------ DATA FOR REVIEW ------

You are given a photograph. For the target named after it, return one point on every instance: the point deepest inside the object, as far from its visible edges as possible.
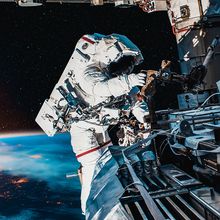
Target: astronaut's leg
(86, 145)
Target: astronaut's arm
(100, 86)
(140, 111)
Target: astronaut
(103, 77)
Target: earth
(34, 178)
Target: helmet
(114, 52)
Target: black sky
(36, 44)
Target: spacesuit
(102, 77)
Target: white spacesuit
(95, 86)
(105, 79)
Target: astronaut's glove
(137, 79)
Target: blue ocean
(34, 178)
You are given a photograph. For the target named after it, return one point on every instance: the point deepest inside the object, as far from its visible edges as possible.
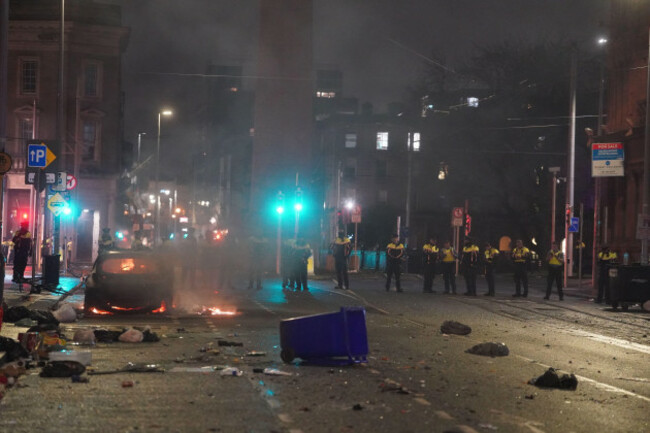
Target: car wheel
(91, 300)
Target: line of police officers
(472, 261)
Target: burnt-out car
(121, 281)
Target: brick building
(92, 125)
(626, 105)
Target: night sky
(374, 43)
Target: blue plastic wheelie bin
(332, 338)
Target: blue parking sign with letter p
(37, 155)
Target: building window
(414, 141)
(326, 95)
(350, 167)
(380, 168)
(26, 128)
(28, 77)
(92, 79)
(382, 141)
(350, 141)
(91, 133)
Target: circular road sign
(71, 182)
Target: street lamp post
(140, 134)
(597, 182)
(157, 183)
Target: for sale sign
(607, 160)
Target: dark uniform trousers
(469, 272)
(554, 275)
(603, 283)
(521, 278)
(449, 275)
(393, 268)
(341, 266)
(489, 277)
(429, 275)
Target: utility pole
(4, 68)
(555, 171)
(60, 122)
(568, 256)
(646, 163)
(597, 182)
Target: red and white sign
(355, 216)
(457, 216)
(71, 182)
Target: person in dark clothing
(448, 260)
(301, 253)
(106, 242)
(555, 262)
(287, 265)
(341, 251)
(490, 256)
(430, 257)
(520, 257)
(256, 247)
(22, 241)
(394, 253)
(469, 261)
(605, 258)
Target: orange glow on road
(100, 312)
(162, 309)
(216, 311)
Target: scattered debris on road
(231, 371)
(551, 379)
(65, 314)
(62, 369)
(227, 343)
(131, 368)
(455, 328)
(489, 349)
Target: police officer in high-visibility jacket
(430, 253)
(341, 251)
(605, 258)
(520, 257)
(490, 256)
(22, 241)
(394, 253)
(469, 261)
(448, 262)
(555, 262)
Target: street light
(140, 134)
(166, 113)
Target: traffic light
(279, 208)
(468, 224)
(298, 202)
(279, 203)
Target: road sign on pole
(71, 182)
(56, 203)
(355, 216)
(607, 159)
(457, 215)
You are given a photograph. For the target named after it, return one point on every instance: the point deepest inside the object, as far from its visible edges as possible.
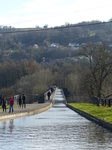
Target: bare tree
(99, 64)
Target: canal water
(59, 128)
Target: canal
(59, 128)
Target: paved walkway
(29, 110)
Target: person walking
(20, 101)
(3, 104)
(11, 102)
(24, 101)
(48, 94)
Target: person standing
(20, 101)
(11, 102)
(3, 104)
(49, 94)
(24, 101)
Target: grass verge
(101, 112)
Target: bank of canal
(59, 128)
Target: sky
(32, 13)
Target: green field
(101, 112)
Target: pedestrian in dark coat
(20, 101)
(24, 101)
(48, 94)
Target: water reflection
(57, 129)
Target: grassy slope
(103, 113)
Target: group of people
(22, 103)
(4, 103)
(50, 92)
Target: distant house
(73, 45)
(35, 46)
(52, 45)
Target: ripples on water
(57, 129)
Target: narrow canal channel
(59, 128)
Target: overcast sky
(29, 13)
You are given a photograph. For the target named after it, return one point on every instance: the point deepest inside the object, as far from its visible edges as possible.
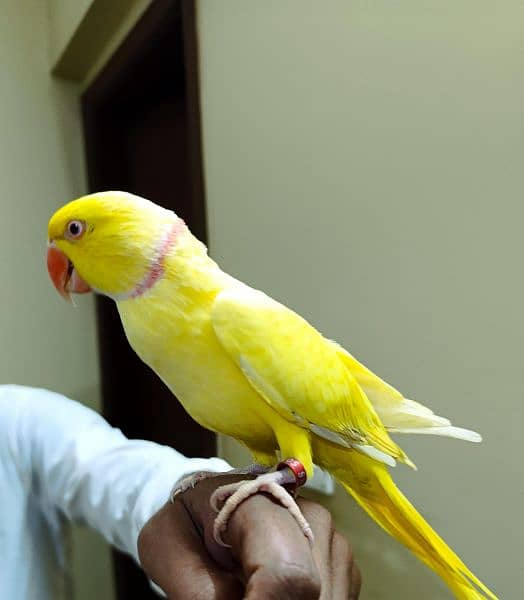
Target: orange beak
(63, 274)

------

▸ INSTRUCTIONS TO FOLLOW
Extract the lines beginning with the one that contains "Target: group of people" and ending with the last line of the listing. Keep them exact and drop the pictures.

▸ YOUR RESPONSE
Target: group of people
(22, 103)
(4, 103)
(50, 92)
Target: distant house
(73, 45)
(35, 46)
(52, 45)
Target: ripples on water
(57, 129)
Target: narrow canal channel
(59, 128)
Target: overcast sky
(29, 13)
You are given a photograph. For the target named after it, return one point on every instance: the point deepest inside the object, as far from its visible edges as possible.
Target: orange beak
(63, 274)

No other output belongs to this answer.